◆ STATED EXERCISE ◆
Write out, exactly as they appear, only the lines running from the line with "Expected: for every instance of the stack" to the final line of the listing; include both.

◆ STORED ROWS ◆
<<<<

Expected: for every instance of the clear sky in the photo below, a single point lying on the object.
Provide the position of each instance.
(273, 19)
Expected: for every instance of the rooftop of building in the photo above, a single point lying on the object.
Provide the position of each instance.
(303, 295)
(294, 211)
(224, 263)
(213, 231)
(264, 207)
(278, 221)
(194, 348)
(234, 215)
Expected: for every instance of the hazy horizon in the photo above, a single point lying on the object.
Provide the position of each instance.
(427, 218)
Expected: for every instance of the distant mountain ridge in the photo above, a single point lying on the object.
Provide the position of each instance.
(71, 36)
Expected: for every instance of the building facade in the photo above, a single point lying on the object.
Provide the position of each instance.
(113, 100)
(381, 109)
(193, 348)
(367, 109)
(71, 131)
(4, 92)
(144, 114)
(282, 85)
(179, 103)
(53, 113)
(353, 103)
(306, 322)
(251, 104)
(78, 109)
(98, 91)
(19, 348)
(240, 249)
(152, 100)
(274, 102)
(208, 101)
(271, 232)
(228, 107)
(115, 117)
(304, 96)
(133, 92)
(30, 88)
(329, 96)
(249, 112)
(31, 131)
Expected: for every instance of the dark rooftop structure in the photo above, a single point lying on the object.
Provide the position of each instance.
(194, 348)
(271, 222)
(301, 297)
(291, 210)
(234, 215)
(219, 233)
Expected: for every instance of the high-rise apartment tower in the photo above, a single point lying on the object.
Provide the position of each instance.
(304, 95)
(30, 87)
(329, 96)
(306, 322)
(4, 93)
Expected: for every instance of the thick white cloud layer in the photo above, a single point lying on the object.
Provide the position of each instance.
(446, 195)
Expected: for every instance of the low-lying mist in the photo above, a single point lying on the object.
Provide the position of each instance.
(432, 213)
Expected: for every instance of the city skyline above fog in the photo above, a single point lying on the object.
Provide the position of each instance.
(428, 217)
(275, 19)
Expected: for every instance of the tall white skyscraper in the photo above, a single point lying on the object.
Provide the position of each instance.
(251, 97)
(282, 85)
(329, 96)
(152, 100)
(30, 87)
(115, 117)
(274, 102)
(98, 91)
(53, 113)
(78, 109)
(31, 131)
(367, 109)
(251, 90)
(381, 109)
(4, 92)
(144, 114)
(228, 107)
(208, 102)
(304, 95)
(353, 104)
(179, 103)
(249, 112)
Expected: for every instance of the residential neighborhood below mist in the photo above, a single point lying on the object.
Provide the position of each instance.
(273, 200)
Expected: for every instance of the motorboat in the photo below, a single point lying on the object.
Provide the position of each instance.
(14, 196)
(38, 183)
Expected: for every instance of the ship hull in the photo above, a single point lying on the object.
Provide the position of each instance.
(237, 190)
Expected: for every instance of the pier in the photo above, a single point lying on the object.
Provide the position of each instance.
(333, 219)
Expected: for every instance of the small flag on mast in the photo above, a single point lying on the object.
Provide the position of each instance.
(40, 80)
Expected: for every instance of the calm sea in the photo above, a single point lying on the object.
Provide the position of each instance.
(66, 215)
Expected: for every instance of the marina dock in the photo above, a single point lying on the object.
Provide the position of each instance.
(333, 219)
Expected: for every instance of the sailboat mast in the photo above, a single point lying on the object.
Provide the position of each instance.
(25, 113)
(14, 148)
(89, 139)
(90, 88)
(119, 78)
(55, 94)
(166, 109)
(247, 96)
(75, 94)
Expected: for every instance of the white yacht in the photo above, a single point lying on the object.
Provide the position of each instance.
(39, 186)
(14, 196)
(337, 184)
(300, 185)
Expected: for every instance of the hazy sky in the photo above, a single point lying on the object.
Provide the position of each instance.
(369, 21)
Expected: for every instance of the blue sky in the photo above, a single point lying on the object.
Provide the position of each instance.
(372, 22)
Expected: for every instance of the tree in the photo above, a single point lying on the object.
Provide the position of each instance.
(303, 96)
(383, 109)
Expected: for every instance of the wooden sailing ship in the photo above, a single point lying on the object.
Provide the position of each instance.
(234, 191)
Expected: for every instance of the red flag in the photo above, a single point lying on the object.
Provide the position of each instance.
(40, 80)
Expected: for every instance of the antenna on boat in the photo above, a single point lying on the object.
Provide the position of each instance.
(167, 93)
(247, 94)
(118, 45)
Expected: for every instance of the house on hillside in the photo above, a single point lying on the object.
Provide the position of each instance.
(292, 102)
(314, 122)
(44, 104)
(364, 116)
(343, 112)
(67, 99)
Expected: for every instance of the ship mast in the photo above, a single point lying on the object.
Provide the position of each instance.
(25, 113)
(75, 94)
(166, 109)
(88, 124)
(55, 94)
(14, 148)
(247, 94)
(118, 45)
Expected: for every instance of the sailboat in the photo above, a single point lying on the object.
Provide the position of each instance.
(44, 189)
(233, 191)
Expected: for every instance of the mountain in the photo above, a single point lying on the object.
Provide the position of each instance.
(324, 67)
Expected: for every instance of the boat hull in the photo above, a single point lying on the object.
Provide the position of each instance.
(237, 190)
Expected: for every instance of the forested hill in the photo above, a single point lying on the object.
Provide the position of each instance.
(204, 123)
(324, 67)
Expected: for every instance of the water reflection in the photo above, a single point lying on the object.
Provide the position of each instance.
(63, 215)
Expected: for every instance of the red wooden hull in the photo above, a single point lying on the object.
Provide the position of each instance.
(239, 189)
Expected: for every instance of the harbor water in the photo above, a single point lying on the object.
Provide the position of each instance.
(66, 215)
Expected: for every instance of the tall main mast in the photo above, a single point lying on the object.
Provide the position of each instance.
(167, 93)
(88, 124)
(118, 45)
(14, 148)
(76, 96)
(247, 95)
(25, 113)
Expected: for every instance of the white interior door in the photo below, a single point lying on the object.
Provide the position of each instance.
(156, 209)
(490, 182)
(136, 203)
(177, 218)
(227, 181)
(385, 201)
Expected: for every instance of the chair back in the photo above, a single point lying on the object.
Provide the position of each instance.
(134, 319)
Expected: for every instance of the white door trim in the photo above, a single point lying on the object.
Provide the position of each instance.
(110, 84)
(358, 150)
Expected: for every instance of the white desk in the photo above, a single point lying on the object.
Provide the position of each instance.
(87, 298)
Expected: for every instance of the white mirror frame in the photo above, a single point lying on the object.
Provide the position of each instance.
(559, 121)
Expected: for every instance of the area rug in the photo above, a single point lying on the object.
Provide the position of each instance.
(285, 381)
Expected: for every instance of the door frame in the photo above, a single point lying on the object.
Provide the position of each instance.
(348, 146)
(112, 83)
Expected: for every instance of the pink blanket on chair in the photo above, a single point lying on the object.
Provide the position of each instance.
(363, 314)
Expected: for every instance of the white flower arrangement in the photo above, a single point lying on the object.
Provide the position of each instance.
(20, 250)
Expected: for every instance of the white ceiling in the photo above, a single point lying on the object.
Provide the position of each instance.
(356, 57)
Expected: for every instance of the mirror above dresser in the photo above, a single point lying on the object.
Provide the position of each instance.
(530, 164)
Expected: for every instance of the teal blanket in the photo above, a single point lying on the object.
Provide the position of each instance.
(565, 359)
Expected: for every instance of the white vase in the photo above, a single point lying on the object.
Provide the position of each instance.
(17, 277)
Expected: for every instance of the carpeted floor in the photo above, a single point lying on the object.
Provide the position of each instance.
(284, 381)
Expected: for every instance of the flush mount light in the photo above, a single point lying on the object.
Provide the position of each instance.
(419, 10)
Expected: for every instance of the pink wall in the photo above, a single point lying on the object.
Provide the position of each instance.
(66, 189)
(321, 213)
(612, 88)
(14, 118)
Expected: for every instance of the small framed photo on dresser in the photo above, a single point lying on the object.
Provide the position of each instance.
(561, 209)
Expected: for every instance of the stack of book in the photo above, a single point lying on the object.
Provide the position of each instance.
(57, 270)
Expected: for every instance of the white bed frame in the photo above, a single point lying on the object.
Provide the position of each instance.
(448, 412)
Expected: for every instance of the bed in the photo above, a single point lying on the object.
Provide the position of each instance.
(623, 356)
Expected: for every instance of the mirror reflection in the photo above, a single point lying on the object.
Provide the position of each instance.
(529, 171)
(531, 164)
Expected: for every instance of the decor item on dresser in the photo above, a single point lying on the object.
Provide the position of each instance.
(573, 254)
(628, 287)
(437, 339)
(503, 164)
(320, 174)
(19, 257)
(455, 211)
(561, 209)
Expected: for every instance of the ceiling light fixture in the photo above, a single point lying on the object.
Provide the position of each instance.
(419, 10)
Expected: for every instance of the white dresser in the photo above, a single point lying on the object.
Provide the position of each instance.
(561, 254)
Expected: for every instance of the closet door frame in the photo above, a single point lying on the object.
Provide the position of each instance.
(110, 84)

>>>>

◆ COMPLETED TASK ◆
Expected: for every instance of the stack of book in the photo above, a single point lying on the object.
Provide the position of each instance.
(57, 270)
Expected: for every instance of the white bed frame in the photo above, a single point lying on the object.
Provide the position of each instance.
(448, 412)
Expected: for every instance of the bed in the photo above, a single point lying on the object.
Provide the position of each instance.
(623, 356)
Expected: for every instance of the mirror reflection in the photo above, a single point lying on the object.
Provide the position of each instance.
(529, 171)
(531, 164)
Expected: for every instance of the decor item on dresser in the photo above, a single point lying on the object.
Provide the position of each instance.
(573, 254)
(628, 287)
(437, 339)
(503, 164)
(320, 174)
(19, 257)
(455, 211)
(561, 209)
Expected: for every instance of the ceiling light fixture in the photo above, a single point lying on the object.
Provide the position of each instance.
(419, 10)
Expected: for every instance of the white dresser in the photo above, a single point lying on the object.
Provide the position of each instance.
(561, 254)
Expected: for every instance of the closet door frame in the photo above, a single point lying on the object.
Provide the position of each instance.
(110, 84)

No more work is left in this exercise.